*Written instruction*
Put every line of the listing below into a numbered list, skipping any blank lines.

■ ■ ■ ■

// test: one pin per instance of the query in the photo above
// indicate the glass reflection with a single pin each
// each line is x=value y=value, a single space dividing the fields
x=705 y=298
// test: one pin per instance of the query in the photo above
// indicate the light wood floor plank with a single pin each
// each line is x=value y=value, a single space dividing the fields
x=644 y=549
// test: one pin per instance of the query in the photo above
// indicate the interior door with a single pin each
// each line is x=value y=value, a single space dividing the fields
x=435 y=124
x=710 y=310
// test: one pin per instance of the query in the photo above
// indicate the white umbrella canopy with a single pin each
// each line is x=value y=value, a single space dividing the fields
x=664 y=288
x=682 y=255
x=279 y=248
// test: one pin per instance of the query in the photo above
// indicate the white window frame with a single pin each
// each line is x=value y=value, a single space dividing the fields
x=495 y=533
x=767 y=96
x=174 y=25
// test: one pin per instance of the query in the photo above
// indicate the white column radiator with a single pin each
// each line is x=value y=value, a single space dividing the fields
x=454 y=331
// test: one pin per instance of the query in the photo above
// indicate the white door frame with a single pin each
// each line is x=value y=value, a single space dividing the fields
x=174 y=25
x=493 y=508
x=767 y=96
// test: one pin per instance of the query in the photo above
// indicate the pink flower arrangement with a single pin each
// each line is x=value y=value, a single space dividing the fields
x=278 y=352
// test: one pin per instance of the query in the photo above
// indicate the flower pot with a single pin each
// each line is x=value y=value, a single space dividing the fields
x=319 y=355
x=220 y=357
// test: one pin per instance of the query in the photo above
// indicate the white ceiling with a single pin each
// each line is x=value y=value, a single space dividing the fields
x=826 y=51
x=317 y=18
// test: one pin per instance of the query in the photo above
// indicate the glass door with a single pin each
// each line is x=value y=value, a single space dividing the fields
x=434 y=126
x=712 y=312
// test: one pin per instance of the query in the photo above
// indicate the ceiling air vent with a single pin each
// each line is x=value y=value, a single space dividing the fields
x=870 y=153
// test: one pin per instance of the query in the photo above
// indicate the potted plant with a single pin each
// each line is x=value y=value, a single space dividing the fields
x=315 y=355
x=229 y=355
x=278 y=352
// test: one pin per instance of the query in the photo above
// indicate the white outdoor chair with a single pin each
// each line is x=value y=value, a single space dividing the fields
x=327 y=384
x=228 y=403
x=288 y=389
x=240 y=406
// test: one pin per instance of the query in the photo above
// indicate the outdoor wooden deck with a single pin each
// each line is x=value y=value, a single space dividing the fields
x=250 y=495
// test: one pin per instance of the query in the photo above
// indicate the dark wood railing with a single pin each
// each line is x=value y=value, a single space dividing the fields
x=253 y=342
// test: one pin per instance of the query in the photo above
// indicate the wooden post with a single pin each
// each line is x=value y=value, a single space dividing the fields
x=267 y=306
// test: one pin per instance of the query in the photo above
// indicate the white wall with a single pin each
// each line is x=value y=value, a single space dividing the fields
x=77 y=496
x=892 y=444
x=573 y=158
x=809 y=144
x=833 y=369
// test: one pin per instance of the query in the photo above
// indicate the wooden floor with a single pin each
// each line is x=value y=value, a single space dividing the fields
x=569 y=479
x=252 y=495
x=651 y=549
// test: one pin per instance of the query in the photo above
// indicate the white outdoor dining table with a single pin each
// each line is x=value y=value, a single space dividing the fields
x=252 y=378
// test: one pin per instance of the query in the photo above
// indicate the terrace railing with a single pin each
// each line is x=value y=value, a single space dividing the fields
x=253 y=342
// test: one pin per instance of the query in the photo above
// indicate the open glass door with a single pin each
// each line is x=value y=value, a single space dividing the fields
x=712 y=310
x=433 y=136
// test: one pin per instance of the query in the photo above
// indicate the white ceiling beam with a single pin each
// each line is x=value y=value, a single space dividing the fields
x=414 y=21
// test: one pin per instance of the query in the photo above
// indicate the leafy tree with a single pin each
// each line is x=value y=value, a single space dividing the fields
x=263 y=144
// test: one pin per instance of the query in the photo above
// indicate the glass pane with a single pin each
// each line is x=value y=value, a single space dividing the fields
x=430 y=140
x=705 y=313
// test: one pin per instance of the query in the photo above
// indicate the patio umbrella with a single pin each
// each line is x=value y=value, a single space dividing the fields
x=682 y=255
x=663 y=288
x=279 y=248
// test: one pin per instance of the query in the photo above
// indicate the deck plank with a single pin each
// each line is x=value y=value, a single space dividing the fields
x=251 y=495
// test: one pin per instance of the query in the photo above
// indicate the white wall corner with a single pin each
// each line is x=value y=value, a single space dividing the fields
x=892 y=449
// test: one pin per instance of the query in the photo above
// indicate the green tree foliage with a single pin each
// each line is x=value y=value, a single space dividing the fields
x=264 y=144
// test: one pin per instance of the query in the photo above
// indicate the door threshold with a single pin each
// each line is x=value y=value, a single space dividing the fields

■ ■ ■ ■

*Solution*
1. // test: one pin per instance of the query in the photo above
2. // indicate the glass reflection with a single pin each
3. // each line is x=value y=value, a single space dividing the fields
4. x=705 y=298
5. // test: one pin per instance of the query in the photo above
6. // indicate the light wood floor plank with a single pin each
7. // each line is x=value y=value, a single space dividing the fields
8. x=644 y=549
9. // test: one pin per instance of the query in the photo above
10. // indicate the interior door with a single pin each
11. // each line is x=value y=value, a single space dividing the fields
12. x=435 y=124
13. x=710 y=310
14. // test: one pin per instance of the query in the photo above
15. // indicate the white umbrella canopy with a single pin each
16. // each line is x=value y=value, a single space dividing the fields
17. x=664 y=288
18. x=682 y=255
19. x=279 y=248
20. // test: one pin per instance of the query in the photo above
21. // indicate the white window frame with a single pin each
22. // each line is x=value y=value, a single space dividing the fields
23. x=495 y=533
24. x=767 y=96
25. x=174 y=25
26. // test: one pin per instance of the query in the photo above
27. // indicate the white column radiator with a single pin each
28. // each line is x=value y=value, a single space dividing the fields
29. x=454 y=331
30. // test: one pin per instance of the query in the photo above
31. // indicate the white door frame with a single pin each
32. // each line is x=value y=value, a single space dividing the fields
33. x=174 y=25
34. x=493 y=508
35. x=767 y=96
36. // test: one pin per instance of the query in the photo above
37. // indicate the pink flower arrangement with a single pin each
38. // each line is x=value y=value, a single space dividing the fields
39. x=278 y=352
40. // test: one pin per instance of the query in the photo above
41. // indicate the flower pot with a single pin each
42. // each line is x=value y=value, a single space dividing the fields
43. x=319 y=355
44. x=220 y=357
45. // test: one pin per instance of the query in the photo above
46. // indicate the white ceiling with a single pin each
47. // each line is x=value y=value, a single space dividing the fields
48. x=826 y=51
49. x=317 y=18
50. // test: one pin per instance of the query in the photo above
51. // indicate the glass door with a single pin each
52. // each line is x=value y=value, a single space dividing the fields
53. x=434 y=126
54. x=712 y=312
55. // test: one pin per instance of the query in the photo above
56. // indicate the ceiling air vent with a single pin each
57. // each line is x=value y=value, a single space dividing the fields
58. x=870 y=153
59. // test: one pin per instance of the query in the photo above
60. // indicate the potted plant with a single pin each
61. // each line is x=value y=value, a single space dividing the fields
62. x=315 y=355
63. x=229 y=355
64. x=278 y=352
65. // test: one pin per instance of the query in the photo above
66. // indicate the white outdoor chair with a single pin each
67. // each line is x=value y=value, a single space dividing the fields
68. x=327 y=384
69. x=228 y=403
70. x=288 y=389
71. x=240 y=406
72. // test: one pin per instance of the query in the photo above
73. // indicate the outdoor wooden deck with a single pin each
74. // each line is x=value y=value, a single space dividing the fields
75. x=250 y=495
76. // test: one pin per instance of the query in the photo above
77. // indicate the dark wood railing with a single pin each
78. // each line is x=value y=value, a single space dividing the fields
79. x=253 y=342
80. // test: one pin per instance of the query in the photo above
81. // indicate the wooden post with a single pin each
82. // each line is x=value y=value, a single space dividing the fields
83. x=267 y=306
84. // test: one pin per instance of the query in the photo above
85. // indicate the white wall with a single pin each
86. // each line is x=value y=value, a single space dividing the fields
87. x=77 y=496
88. x=892 y=444
89. x=573 y=158
90. x=809 y=144
91. x=833 y=369
92. // test: one pin per instance of the query in the photo above
93. // indicate the wooden floor with a single pin each
94. // each line is x=value y=value, a single space dividing the fields
95. x=569 y=479
96. x=252 y=495
97. x=651 y=549
98. // test: one pin per instance of the query in the photo above
99. // indicate the white outdoor dining table with a single pin each
100. // each line is x=value y=value, a single space dividing the fields
101. x=252 y=378
102. // test: one pin per instance of the query in the photo above
103. // indicate the terrace railing with a single pin each
104. // each line is x=value y=value, a single space dividing the fields
105. x=253 y=342
106. // test: one pin per instance of the query in the photo above
107. // indicate the open glass door with a single pin each
108. // each line is x=value y=value, a single space dividing the fields
109. x=712 y=310
110. x=433 y=136
111. // test: one pin per instance of the query in the photo above
112. // indicate the white ceiling beam with a single pin each
113. // each line is x=value y=value, a single space dividing the fields
114. x=414 y=21
115. // test: one pin per instance of the query in the photo above
116. // indicate the leafy tree with a single pin each
117. // each line is x=value y=value, a single space dividing the fields
118. x=263 y=144
119. // test: one pin per instance of the query in the photo above
120. // indicate the glass pane with a single pin each
121. // each line is x=value y=value, a single space dividing the fields
122. x=430 y=140
123. x=705 y=313
124. // test: one pin per instance of the query in the photo above
125. // indicate the patio umbrella with a single pin each
126. // each line is x=value y=value, a single space dividing the fields
127. x=682 y=255
128. x=663 y=288
129. x=279 y=248
130. // test: one pin per instance of the query in the photo above
131. // indicate the deck plank with a single pin each
132. // each line is x=value y=value, a single space dividing the fields
133. x=251 y=495
134. // test: one pin per instance of the query in the photo above
135. // indicate the white wall corner with a single pin each
136. // each line is x=value y=value, a single space dividing the fields
137. x=892 y=449
138. // test: one pin per instance of the query in the photo above
139. // indicate the green tree foliage with a single pin each
140. // each line is x=value y=value, a single space dividing the fields
141. x=264 y=144
142. // test: one pin per instance of the query in the photo above
143. // indicate the door threshold with a single pin each
144. // each line is x=value y=value, a single space dividing the fields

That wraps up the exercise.